··· Information shown

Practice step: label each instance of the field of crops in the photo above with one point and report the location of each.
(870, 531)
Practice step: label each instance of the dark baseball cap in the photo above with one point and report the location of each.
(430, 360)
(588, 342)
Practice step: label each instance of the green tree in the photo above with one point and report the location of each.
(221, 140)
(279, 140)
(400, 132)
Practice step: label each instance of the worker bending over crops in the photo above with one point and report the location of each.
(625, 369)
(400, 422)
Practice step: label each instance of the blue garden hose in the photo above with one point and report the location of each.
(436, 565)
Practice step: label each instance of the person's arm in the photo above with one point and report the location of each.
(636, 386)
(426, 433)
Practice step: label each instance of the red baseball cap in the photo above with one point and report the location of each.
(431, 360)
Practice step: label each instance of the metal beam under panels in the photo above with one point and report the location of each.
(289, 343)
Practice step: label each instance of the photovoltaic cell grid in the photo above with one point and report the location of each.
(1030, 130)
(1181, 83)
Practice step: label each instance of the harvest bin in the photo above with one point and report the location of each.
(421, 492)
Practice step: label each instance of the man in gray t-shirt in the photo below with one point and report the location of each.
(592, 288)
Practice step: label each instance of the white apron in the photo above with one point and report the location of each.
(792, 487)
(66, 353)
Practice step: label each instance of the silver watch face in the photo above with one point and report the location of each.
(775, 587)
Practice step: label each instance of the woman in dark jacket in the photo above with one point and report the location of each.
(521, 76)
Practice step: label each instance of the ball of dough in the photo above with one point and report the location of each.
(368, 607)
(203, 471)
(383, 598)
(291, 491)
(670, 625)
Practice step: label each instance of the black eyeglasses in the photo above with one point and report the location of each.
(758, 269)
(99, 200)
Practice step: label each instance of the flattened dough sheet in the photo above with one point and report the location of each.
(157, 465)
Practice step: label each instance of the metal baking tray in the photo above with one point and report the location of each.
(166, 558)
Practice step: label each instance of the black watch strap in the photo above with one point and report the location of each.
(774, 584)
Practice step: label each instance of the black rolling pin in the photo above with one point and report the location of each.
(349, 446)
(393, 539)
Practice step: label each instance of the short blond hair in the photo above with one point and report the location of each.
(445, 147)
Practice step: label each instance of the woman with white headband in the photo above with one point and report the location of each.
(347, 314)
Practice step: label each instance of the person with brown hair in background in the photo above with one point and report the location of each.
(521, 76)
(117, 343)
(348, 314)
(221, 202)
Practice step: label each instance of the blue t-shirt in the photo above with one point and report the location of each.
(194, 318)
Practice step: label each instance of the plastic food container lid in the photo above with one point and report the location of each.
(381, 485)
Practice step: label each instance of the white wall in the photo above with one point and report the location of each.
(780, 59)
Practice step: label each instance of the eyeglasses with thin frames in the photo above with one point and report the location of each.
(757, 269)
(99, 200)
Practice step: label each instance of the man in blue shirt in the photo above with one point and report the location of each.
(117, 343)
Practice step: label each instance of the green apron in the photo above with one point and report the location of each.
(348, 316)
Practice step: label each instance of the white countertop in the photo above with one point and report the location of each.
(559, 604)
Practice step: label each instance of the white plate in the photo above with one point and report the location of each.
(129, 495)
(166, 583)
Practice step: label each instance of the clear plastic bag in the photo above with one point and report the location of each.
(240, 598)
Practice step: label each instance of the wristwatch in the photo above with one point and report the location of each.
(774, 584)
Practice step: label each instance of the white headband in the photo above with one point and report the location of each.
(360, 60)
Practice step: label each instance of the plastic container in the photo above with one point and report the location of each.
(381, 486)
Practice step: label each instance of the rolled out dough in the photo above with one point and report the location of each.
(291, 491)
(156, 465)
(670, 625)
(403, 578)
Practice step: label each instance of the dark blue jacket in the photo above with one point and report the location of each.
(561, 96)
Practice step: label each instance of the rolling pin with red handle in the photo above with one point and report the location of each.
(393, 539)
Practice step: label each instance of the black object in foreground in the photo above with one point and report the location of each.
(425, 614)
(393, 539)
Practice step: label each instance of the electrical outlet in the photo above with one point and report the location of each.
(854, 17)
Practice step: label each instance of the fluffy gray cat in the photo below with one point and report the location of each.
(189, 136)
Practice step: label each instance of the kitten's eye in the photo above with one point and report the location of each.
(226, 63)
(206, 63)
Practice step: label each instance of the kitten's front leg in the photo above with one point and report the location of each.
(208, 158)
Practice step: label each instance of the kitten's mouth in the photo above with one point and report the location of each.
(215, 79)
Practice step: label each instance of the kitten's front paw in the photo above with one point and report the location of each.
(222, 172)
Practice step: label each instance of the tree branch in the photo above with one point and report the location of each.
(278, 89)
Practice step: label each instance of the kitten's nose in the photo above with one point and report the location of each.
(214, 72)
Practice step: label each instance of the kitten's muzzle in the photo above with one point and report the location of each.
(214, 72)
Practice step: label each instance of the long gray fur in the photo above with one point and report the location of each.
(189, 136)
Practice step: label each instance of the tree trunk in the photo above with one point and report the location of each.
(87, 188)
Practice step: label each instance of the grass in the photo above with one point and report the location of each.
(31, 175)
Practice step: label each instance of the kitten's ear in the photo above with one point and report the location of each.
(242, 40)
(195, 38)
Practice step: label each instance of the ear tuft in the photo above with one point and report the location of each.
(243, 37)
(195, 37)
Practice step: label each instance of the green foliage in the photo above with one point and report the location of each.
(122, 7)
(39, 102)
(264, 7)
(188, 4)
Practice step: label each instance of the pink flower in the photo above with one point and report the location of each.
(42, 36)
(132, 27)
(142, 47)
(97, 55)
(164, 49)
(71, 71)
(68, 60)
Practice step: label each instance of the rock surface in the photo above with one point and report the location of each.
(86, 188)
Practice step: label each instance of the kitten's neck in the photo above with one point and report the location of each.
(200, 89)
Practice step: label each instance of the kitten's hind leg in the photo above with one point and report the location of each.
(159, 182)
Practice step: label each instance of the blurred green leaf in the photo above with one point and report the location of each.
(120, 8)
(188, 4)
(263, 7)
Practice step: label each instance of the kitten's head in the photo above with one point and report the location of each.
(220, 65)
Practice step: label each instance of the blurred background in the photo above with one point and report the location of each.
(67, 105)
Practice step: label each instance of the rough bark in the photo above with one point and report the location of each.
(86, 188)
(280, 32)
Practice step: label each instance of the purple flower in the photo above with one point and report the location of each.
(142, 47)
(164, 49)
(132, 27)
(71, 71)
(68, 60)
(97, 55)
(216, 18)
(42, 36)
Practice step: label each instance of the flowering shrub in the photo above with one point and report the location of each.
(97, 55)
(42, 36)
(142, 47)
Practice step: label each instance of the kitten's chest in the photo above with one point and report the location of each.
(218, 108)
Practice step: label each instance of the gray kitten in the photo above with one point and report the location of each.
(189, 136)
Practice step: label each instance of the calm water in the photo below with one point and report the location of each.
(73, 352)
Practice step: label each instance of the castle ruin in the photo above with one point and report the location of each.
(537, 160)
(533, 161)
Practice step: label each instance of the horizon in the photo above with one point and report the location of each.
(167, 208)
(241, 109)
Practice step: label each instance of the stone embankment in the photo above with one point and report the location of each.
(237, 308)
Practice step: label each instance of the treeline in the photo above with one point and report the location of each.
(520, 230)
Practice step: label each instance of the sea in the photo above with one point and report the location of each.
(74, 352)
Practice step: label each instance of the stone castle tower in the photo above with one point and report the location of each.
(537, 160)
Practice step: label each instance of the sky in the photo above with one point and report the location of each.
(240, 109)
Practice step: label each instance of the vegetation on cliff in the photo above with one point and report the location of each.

······

Instructions to follow: Repeat the material above in full, keeping every word.

Output below:
Practice step: label each instance of the field of crops in the photo above with one point and report the location of each.
(870, 531)
Practice step: label each instance of the dark baseball cap in the photo above with one point and report the location of each.
(430, 360)
(588, 342)
Practice step: label each instance of the green tree in the photo above with one point and report the location of each.
(221, 140)
(279, 140)
(400, 132)
Practice step: label each instance of the worker bending over crops in the photo above with one point and report the location of each.
(625, 369)
(400, 422)
Practice step: label each instance of the blue garden hose in the photo above with one point and report the location of each.
(436, 565)
Practice step: label each instance of the person's arm in the photo above with one point and report the location of each.
(636, 386)
(426, 433)
Practice step: label each instance of the red baseball cap in the photo above with one point and report the location of each.
(431, 360)
Practice step: label each instance of the metal beam under panels in the photo above with one point and report the location of each.
(289, 343)
Practice step: label each instance of the photovoltaic cell grid in the photo above with one point and report the location of each.
(1030, 130)
(1181, 83)
Practice step: label each instance of the harvest bin in the photo above with one point and report the location of each.
(421, 492)
Practice step: label each instance of the man in gray t-shirt in the photo below with one point and report the location of each.
(592, 288)
Practice step: label each instance of the white apron in the photo above with one point and report the location of each.
(792, 487)
(66, 353)
Practice step: label each instance of the silver watch face in the photo above with one point and report the location of each.
(775, 587)
Practice step: label each instance of the woman in dark jacket in the photo above with one point and report the location of each.
(521, 76)
Practice step: label each instance of the ball of dough in the photo above with one point and report the location of each.
(368, 607)
(203, 471)
(383, 598)
(291, 491)
(670, 625)
Practice step: label each instance of the black eyeglasses in the photo above with one point and report the location of each.
(758, 269)
(99, 200)
Practice step: label each instance of the flattened dough sheet in the photo above with one point and report the location of each.
(157, 465)
Practice step: label each instance of the metal baking tray in the photo above with one point and report the location of each.
(166, 558)
Practice step: label each instance of the black watch strap in the photo above with one point and report the location of each.
(774, 584)
Practice step: label each instance of the black rolling pin in the photo above with one point and report the location of each.
(349, 446)
(393, 539)
Practice step: label each instance of the short blond hair in the photo above with one point and report the location of each.
(445, 147)
Practice step: label each instance of the woman with white headband in the photo above with one point and report the location of each.
(347, 314)
Practice step: label each instance of the person with brown hair in background in the photo above with one point and report the location of each.
(521, 76)
(117, 343)
(348, 314)
(221, 202)
Practice step: label each instance of the blue t-shirt in the photo above with one point and report the location of each.
(194, 318)
Practice step: label each instance of the plastic food container lid in the photo above with one point and report the location of each.
(381, 485)
Practice step: label each instance of the white wall in the photo above with one point and report the location of each.
(780, 59)
Practice step: label each instance of the eyeglasses with thin frames in the photo above with one point and report the location of each.
(757, 269)
(99, 200)
Practice step: label each instance of the man in blue shirt in the photo above with one point and report the location of each.
(117, 343)
Practice step: label each instance of the green apron in the photo above with one point and report the location of each.
(348, 316)
Practice step: label each instance of the white countertop in the photo above with one point and report the location of each.
(559, 604)
Practice step: label each instance of the white plate in the photo above with one point and report the location of each.
(129, 495)
(166, 583)
Practice step: label each instance of the clear plastic bag in the photo above with one point and report the location of each.
(240, 598)
Practice step: label each instance of the wristwatch in the photo above with one point and report the location of each.
(774, 584)
Practice step: label each instance of the white headband in the photo above with one point and report the location of each.
(360, 60)
Practice step: label each instance of the plastic container in the photo above with one point and report the location of each.
(381, 486)
Practice step: label each instance of the rolled out dough in the photo above with one point and report the location of each.
(291, 491)
(156, 465)
(670, 625)
(403, 578)
Practice step: label each instance of the dark blue jacket in the photo above with one point and report the location of each.
(561, 96)
Practice step: label each instance of the rolling pin with red handle in the photo above with one point and report the location of each.
(393, 539)
Practice step: label each instance of the black object in foreground in the photo above with one point and report the location of each.
(425, 614)
(393, 539)
Practice step: label each instance of the electrical outlet in the photo above with one point and report the location of each.
(854, 17)
Practice step: label each instance of the fluffy gray cat in the photo below with one point and report the location of each.
(189, 136)
Practice step: label each instance of the kitten's eye in the photo above with one point and report the location of each.
(226, 63)
(206, 63)
Practice step: label each instance of the kitten's front leg in the photo above with one point and report the location of each.
(208, 158)
Practice step: label each instance of the kitten's mouth in the photo above with one point and report the location of each.
(215, 79)
Practice step: label each instance of the kitten's front paw in the photo above with one point and report the location of each.
(222, 172)
Practice step: label each instance of the tree branch in the photo above with one point and report the location of each.
(278, 89)
Practice step: label each instance of the kitten's nose in the photo above with one point and report the location of each.
(214, 72)
Practice step: label each instance of the kitten's muzzle in the photo above with one point and report the location of each.
(214, 72)
Practice step: label each instance of the long gray fur in the photo above with one point and report the location of each.
(189, 136)
Practice step: label each instance of the tree trunk in the photo above with one point and report the location of each.
(87, 188)
Practice step: label each instance of the grass in the photo above with one point and report the location of each.
(31, 175)
Practice step: label each instance of the kitten's ear in the photo above with one point and report the location of each.
(242, 40)
(195, 38)
Practice step: label each instance of the ear tuft in the photo above with one point and report the location of each.
(243, 37)
(195, 37)
Practice step: label each instance of the green foliage in the photo above with one point and report the location of each.
(122, 7)
(39, 102)
(264, 7)
(188, 4)
Practice step: label each instance of the pink flower in the photo above with one point and report the location of each.
(42, 36)
(132, 27)
(142, 47)
(97, 55)
(164, 49)
(71, 71)
(68, 60)
Practice step: label each instance of the rock surface in the photo above with one point and report the location of each.
(86, 188)
Practice step: label each instance of the kitten's neck in the photo above with one point and report the location of each.
(200, 89)
Practice step: label each instance of the kitten's hind leg in the photo above with one point and report the location of each.
(159, 182)
Practice step: label each instance of the blurred green leaf in the photo above with one point and report the location of each.
(120, 8)
(188, 4)
(263, 7)
Practice step: label each instance of the kitten's head in the photo above with one point and report the location of each.
(220, 65)
Practice step: label each instance of the blurred background in the photo above with one point and report the location of each.
(67, 105)
Practice step: label each instance of the rough bark in the photo above with one point and report the location of each.
(86, 188)
(280, 32)
Practice step: label each instance of the purple flower in the photo above with one point and report the location of each.
(142, 47)
(164, 49)
(132, 27)
(71, 71)
(68, 60)
(97, 55)
(216, 18)
(42, 36)
Practice step: label each instance of the flowering shrub in the photo above with one point and report the location of each.
(97, 55)
(42, 36)
(142, 47)
Practice step: label each instance of the kitten's chest in the photo above with one point and report the location of each.
(218, 108)
Practice step: label each instance of the gray kitten in the photo above with one point and report the location of each.
(189, 136)
Practice step: label each instance of the calm water in the photo below with one point and report the location of each.
(73, 352)
Practice step: label each instance of the castle ruin in the photo above with one point and report the location of each.
(537, 160)
(533, 161)
Practice step: label each instance of the horizon in the photo above with one point and report the location of each.
(167, 208)
(241, 109)
Practice step: label each instance of the stone embankment in the photo above with one point and report the location of each.
(237, 308)
Practice step: label each instance of the treeline in the photo above with one point and report the location of each.
(520, 230)
Practice step: label each instance of the sea in the photo above with one point and report the location of each.
(74, 352)
Practice step: label each instance of the stone castle tower in the photo above with one point and report the location of each.
(537, 160)
Practice step: label each instance of the sky in the photo above with one point and report the location of each.
(240, 109)
Practice step: label each instance of the vegetation on cliff in the photo above with one point and report the location of each.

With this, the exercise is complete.